WHAT THE EXERCISE ASKS: Could you update the rows starting at the line that contains "Sports-analytics tagging: mark the wooden" and continuing through the end, replacing "play diagram" with "lineup chart" and leaving everything else unchanged?

• • • •

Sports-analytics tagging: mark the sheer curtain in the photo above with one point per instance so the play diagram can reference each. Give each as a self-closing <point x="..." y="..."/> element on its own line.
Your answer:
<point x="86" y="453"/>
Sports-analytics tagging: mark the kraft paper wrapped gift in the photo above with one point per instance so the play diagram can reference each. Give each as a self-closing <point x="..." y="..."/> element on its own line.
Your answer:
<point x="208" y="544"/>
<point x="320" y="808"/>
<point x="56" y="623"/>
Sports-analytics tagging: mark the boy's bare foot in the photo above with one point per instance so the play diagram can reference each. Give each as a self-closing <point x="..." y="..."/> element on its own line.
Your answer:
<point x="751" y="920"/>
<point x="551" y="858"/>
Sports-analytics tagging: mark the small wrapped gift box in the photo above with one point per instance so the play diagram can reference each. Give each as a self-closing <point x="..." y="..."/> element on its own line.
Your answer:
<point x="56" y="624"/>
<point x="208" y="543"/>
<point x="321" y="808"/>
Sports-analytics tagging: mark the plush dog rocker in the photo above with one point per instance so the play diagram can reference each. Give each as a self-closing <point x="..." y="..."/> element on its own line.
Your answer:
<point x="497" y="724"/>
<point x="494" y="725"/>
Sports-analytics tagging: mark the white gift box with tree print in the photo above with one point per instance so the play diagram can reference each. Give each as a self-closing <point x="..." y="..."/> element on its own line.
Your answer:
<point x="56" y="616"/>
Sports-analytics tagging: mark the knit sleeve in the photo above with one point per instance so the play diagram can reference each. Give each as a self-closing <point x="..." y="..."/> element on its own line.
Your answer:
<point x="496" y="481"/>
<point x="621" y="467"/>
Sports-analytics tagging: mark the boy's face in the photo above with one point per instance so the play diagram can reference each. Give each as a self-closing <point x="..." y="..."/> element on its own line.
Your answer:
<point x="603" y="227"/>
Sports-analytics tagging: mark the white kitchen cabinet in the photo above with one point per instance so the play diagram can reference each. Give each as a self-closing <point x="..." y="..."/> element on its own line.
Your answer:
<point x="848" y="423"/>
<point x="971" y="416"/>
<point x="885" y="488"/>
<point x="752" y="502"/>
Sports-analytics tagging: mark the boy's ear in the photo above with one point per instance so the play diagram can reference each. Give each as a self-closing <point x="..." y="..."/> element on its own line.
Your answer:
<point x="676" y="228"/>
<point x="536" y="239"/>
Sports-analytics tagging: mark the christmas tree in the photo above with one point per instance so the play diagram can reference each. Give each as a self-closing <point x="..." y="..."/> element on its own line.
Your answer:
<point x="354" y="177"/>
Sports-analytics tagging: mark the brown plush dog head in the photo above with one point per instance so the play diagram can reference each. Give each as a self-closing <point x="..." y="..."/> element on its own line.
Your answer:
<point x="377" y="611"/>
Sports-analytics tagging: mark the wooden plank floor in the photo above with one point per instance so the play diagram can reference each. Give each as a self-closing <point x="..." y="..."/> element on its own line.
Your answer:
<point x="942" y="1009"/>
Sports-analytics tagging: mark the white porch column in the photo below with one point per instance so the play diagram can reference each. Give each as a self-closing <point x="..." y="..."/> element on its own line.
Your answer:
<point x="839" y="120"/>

• • • •

TASK OUTPUT:
Sports-analytics tagging: mark the wooden plank floor in the photo above with one point per instance so the lineup chart can reference each. Give each as a self-closing <point x="..." y="..."/> element on its own line.
Your answer:
<point x="942" y="1009"/>
Sports-analytics tagging: mark the white porch column in the photo below with one point per instance so the lineup chart can reference each. Give each as a self-closing <point x="..." y="..."/> element on its own line.
Your answer:
<point x="839" y="120"/>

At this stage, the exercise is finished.